Work instruction - Using the essay-writing guide below, explain in one to three sentences why it says writers often get stuck on the first paragraph and what step it recommends to prevent that.

Text for analysis -
Depending on the specifics of your assignment, you should choose an appropriate pattern and then stick to it while you write your essay.
3. Outline the Essay
If you’re thinking of skipping this step because you don’t know what essay outlining is or you want to save time, think again!
How many times were you stuck on the first paragraph, not knowing what to write? It was because you started writing before thinking through what you want to write. This process of thinking through what you want to write is called “outlining”, and it’s the best way to write a top-notch paper, fast.
When writing your essay outline, you should plan your essay paragraph by paragraph, starting with the essay introduction and strong thesis statement all the way to the essay’s conclusion, according to your chosen essay pattern. A solid outline will make the writing of your essay quicker, easier, and more pleasant.
For more information and to see some good outline samples with explanations, take a look at some of our favorite links:
Types of Outlines and Samples
Writing an Outline
Sample Essay Outlines
4. Write that Essay!
You’ve chosen your essay type and topic, selected your pattern, and written an outline? Great! Now you can focus on writing the essay text itself. You’ll have a much easier time since your outline is ready and you know exactly what you want to write in each paragraph.
Start by writing out each point from your outline, one at a time. If you did your essay outlining well, it will produce a well written essay easily.
If you need to change something in your outline because you found a better way to make your point, go ahead and do it. Just remember to use the updated outline in your writing.
5. Formatting Style and References
It’s not the most fun part of essay writing, but making sure to cite your sources properly is an important part of crafting the perfect essay. Your essay has to comply with MLA, APA or Chicago/Turabian standard, depend on your assignment. If you’re not sure which style to use, you can click here for a list by topic, or ask your teacher for guidance.
Whatever standard you choose will include detailed requirements for formatting and layout for the first page (and a cover page if needed) and the rest of your essay, use of footnotes or endnotes, guidelines to abbreviations, short and long quotations borrowed from secondary sources, and more.

Data shown -
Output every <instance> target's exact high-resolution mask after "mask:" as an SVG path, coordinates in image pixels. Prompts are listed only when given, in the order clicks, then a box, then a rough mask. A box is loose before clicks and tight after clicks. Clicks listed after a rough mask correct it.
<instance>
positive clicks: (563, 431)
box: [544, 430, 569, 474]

Reply to the task - The guide says writers get stuck on the first paragraph because they began writing before thinking through what they wanted to write. It recommends outlining, which means planning the essay paragraph by paragraph from the introduction and thesis statement to the conclusion, so the writing goes quicker and easier.